[Work to complete]
Reproduce the material below verbatim, line by line.

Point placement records
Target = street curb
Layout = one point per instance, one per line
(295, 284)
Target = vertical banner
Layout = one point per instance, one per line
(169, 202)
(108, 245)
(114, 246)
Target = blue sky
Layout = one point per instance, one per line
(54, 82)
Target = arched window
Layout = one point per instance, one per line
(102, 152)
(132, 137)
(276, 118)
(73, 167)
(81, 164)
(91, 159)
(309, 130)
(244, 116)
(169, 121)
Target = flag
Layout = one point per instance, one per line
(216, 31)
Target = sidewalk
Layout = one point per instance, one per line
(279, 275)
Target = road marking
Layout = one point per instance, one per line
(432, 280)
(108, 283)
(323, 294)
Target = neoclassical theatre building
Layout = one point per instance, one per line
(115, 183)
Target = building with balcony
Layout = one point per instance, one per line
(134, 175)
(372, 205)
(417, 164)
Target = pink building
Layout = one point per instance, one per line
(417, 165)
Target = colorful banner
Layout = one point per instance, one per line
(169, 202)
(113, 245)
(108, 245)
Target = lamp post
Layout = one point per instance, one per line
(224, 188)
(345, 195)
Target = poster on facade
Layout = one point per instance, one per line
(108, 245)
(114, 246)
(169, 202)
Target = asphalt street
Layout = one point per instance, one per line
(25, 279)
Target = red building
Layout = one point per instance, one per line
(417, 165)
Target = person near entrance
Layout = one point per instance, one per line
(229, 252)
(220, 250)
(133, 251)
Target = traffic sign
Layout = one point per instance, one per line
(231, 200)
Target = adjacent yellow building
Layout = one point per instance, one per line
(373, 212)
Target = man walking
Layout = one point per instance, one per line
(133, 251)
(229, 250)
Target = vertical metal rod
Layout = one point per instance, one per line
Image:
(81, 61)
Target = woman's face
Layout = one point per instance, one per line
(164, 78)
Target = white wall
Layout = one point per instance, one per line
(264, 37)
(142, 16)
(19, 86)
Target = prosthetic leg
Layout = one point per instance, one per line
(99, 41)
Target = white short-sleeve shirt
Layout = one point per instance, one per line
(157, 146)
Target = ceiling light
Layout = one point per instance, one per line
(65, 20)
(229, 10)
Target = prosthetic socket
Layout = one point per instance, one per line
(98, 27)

[Answer to the task]
Target = street curb
Layout = one point per instance, one per line
(295, 284)
Target = vertical banner
Layout = one point per instance, one per line
(169, 202)
(108, 245)
(114, 246)
Target = blue sky
Layout = one point per instance, one per line
(54, 82)
Target = arched window
Layout = one point per instance, one per line
(102, 152)
(132, 137)
(276, 118)
(73, 167)
(81, 164)
(91, 159)
(309, 130)
(244, 116)
(169, 121)
Target = flag
Layout = one point per instance, one per line
(216, 31)
Target = sidewalk
Layout = one point per instance, one per line
(279, 275)
Target = road marking
Layout = one point per instance, one per line
(432, 280)
(108, 283)
(323, 294)
Target = neoclassical theatre building
Layout = one point per instance, one per line
(115, 183)
Target = building with balcony
Layout = one point per instance, one per line
(134, 175)
(372, 205)
(417, 164)
Target = pink building
Layout = one point per instance, one per line
(417, 165)
Target = colorful banner
Layout = one point per instance, one per line
(169, 202)
(113, 245)
(108, 245)
Target = lamp post
Layout = one point per instance, one per line
(224, 188)
(345, 195)
Target = poster on facade
Layout = one point per instance, one per line
(108, 245)
(114, 246)
(169, 202)
Target = asphalt street
Layout = one point per instance, one per line
(25, 279)
Target = red building
Layout = one point per instance, one per line
(417, 165)
Target = person near entrance
Layout = one point per instance, one per line
(229, 252)
(220, 250)
(133, 251)
Target = traffic sign
Layout = one point per instance, one per line
(231, 200)
Target = adjacent yellow building
Layout = one point per instance, one per line
(373, 212)
Target = man walking
Layout = one point per instance, one per line
(133, 251)
(229, 250)
Target = vertical metal rod
Layout = one point per instance, one per line
Image:
(81, 61)
Target = woman's face
Layout = one point per instance, one per line
(164, 78)
Target = white wall
Layout = one point per instance, one per line
(264, 37)
(142, 16)
(19, 86)
Target = prosthetic leg
Layout = one point per instance, one per line
(99, 41)
Target = white short-sleeve shirt
Layout = one point per instance, one per line
(157, 146)
Target = ceiling light
Layout = one point per instance, one per line
(65, 20)
(229, 10)
Target = prosthetic socket
Layout = one point per instance, one per line
(98, 27)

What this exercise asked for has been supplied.